_Assignment_
The records that follow are to be repeated exactly, in full.

++++ Input material

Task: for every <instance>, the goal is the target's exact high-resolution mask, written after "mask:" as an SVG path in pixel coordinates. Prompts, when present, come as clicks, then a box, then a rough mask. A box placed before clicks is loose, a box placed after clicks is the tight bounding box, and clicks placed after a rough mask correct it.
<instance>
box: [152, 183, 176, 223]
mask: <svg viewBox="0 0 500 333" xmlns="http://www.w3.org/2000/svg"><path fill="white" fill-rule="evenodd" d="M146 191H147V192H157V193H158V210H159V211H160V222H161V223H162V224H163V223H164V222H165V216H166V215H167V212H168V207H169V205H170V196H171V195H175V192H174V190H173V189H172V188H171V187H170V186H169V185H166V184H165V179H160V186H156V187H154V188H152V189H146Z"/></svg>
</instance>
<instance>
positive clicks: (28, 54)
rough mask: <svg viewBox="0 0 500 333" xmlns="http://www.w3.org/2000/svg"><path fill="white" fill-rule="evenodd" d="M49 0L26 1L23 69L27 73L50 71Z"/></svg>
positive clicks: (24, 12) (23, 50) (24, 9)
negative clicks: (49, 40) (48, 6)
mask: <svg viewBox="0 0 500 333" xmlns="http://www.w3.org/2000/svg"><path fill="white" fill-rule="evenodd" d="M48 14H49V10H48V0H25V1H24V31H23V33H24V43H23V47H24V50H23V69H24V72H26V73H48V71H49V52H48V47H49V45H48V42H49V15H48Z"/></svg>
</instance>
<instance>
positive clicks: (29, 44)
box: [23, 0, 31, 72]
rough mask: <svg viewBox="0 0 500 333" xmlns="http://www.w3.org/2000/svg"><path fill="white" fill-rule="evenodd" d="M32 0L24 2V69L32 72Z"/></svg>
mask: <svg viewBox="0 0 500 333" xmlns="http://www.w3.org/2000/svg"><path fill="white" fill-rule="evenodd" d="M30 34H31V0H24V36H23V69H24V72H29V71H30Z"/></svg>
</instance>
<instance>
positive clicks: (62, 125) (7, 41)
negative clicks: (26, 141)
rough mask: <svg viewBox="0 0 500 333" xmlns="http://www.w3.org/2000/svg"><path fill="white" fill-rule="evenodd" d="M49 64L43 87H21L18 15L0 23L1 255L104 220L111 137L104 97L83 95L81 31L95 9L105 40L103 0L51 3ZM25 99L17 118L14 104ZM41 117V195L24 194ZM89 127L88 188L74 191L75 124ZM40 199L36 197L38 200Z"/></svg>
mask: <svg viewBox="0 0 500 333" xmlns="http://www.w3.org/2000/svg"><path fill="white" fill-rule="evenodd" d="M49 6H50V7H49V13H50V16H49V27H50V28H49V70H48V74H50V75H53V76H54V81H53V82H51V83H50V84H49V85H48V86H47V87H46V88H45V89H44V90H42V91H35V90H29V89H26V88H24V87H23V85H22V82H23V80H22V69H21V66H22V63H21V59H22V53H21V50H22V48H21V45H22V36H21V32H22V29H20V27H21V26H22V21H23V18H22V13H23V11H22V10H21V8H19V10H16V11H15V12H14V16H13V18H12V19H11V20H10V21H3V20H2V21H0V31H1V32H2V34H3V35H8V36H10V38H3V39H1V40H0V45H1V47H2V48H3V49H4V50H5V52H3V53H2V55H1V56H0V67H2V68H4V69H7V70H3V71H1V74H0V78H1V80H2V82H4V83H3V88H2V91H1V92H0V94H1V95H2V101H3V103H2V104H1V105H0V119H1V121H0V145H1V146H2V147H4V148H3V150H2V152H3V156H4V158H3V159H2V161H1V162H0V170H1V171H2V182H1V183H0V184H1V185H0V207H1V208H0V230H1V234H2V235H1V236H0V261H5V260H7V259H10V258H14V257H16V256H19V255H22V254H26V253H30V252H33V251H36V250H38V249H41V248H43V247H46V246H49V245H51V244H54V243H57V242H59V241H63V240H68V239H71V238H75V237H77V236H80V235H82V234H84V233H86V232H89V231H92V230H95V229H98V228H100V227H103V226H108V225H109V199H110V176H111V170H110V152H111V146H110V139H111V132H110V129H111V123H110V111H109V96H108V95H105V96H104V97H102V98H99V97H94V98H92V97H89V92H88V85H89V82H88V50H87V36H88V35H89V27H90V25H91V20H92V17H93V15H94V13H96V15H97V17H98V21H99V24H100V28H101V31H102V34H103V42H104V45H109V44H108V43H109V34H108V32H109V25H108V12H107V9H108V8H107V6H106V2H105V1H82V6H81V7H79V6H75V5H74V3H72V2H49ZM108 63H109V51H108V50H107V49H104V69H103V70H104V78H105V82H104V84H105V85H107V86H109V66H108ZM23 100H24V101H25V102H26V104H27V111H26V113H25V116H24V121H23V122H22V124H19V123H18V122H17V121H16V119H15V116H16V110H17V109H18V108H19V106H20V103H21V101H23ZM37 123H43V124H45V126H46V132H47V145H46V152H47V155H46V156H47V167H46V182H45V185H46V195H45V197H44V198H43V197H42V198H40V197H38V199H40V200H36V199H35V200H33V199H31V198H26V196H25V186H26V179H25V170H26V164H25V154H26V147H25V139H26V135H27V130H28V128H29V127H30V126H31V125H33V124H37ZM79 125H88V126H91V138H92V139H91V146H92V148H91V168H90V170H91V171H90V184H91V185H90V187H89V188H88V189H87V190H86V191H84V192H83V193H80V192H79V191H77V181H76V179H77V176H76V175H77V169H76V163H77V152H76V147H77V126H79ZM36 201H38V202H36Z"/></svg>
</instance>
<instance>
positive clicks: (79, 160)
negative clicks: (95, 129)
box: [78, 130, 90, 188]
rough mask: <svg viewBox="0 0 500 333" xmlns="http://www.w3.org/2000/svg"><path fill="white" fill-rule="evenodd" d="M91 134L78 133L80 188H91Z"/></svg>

++++++++

_Worked solution_
Task: for every <instance>, the goal is the target's exact high-resolution mask, written after "mask:" as an SVG path in pixel coordinates. Prompts, when present, come as clicks, then a box, then a rough mask. A box placed before clicks is loose, a box placed after clicks is the tight bounding box, and clicks placed after a rough mask correct it.
<instance>
box: [152, 183, 176, 223]
mask: <svg viewBox="0 0 500 333" xmlns="http://www.w3.org/2000/svg"><path fill="white" fill-rule="evenodd" d="M146 191H147V192H157V193H158V210H159V211H160V222H161V223H162V224H163V223H164V222H165V216H166V215H167V212H168V207H169V205H170V196H171V195H175V192H174V190H173V189H172V188H171V187H170V186H169V185H166V184H165V179H160V186H156V187H154V188H152V189H146Z"/></svg>
</instance>
<instance>
positive clicks: (28, 54)
rough mask: <svg viewBox="0 0 500 333" xmlns="http://www.w3.org/2000/svg"><path fill="white" fill-rule="evenodd" d="M49 0L26 1L23 69L27 73L50 71Z"/></svg>
positive clicks: (24, 12) (23, 50) (24, 9)
negative clicks: (49, 40) (48, 6)
mask: <svg viewBox="0 0 500 333" xmlns="http://www.w3.org/2000/svg"><path fill="white" fill-rule="evenodd" d="M48 14H49V10H48V0H25V1H24V31H23V33H24V43H23V47H24V50H23V69H24V72H26V73H48V71H49V52H48V47H49V45H48V42H49V15H48Z"/></svg>
</instance>
<instance>
positive clicks: (29, 44)
box: [23, 0, 31, 72]
rough mask: <svg viewBox="0 0 500 333" xmlns="http://www.w3.org/2000/svg"><path fill="white" fill-rule="evenodd" d="M32 0L24 2V69L32 72Z"/></svg>
mask: <svg viewBox="0 0 500 333" xmlns="http://www.w3.org/2000/svg"><path fill="white" fill-rule="evenodd" d="M30 34H31V0H24V36H23V69H24V72H29V71H30Z"/></svg>
</instance>
<instance>
positive clicks: (62, 125) (7, 41)
negative clicks: (26, 141)
rough mask: <svg viewBox="0 0 500 333" xmlns="http://www.w3.org/2000/svg"><path fill="white" fill-rule="evenodd" d="M49 64L43 87H21L18 15L0 23L1 255L104 220L111 137L104 97L83 95L81 31L95 9L105 40L103 0L51 3ZM25 99L17 118L14 104ZM41 117V195L24 194ZM89 127L88 188L74 191L75 124ZM40 199L36 197L38 200Z"/></svg>
mask: <svg viewBox="0 0 500 333" xmlns="http://www.w3.org/2000/svg"><path fill="white" fill-rule="evenodd" d="M49 6H50V7H49V13H50V16H49V27H50V28H49V70H48V74H50V75H53V76H54V81H53V82H51V83H50V84H49V85H48V86H47V87H46V88H45V89H44V90H42V91H35V90H29V89H26V88H24V87H23V85H22V82H23V80H22V69H21V66H22V63H21V59H22V53H21V50H22V48H21V45H22V36H21V32H22V29H20V27H21V26H22V21H23V18H22V13H23V11H22V10H21V8H19V10H16V11H15V12H14V16H13V18H12V19H11V20H10V21H3V20H2V21H0V31H1V32H2V34H3V35H8V36H10V38H3V39H1V40H0V45H1V47H2V48H3V49H4V50H5V52H3V53H2V55H1V56H0V67H2V68H4V69H7V70H3V71H1V74H0V78H1V80H2V82H4V83H3V88H2V91H1V92H0V94H1V95H2V101H3V103H2V104H1V105H0V119H1V121H0V145H1V146H2V147H4V148H3V150H2V152H3V156H4V158H3V159H2V161H1V162H0V170H1V171H2V182H1V183H0V184H1V185H0V207H1V208H0V230H1V234H2V235H1V236H0V261H5V260H7V259H10V258H14V257H16V256H19V255H22V254H26V253H30V252H33V251H36V250H38V249H41V248H43V247H46V246H49V245H51V244H54V243H57V242H59V241H63V240H68V239H71V238H75V237H77V236H80V235H82V234H84V233H86V232H89V231H92V230H95V229H98V228H100V227H103V226H108V225H109V199H110V176H111V170H110V152H111V146H110V139H111V132H110V129H111V123H110V111H109V96H108V95H105V96H104V97H102V98H99V97H94V98H92V97H89V92H88V85H89V82H88V50H87V36H88V35H89V27H90V25H91V20H92V17H93V15H94V13H96V15H97V17H98V21H99V24H100V28H101V31H102V34H103V42H104V45H109V44H108V43H109V34H108V32H109V25H108V12H107V9H108V8H107V6H106V2H105V1H82V6H81V7H79V6H75V5H74V3H72V2H49ZM108 63H109V51H108V50H107V49H104V69H103V70H104V78H105V82H104V84H105V85H107V86H109V66H108ZM23 100H24V101H25V102H26V104H27V111H26V113H25V116H24V121H23V122H22V124H19V123H18V122H17V121H16V119H15V116H16V110H17V109H18V108H19V106H20V103H21V101H23ZM37 123H43V124H45V126H46V132H47V145H46V152H47V155H46V156H47V167H46V182H45V185H46V195H45V197H44V198H43V197H42V198H40V197H38V199H40V200H36V199H35V200H33V199H31V198H26V196H25V186H26V179H25V170H26V164H25V154H26V147H25V139H26V135H27V130H28V128H29V127H30V126H31V125H33V124H37ZM79 125H88V126H91V138H92V139H91V146H92V148H91V168H90V170H91V171H90V184H91V185H90V187H89V188H88V189H87V190H86V191H84V192H83V193H80V192H79V191H77V181H76V179H77V176H76V175H77V169H76V163H77V152H76V147H77V126H79ZM36 201H38V202H36Z"/></svg>
</instance>
<instance>
positive clicks: (79, 160)
negative clicks: (95, 129)
box: [78, 130, 90, 188]
rough mask: <svg viewBox="0 0 500 333" xmlns="http://www.w3.org/2000/svg"><path fill="white" fill-rule="evenodd" d="M91 134L78 133L80 188H91Z"/></svg>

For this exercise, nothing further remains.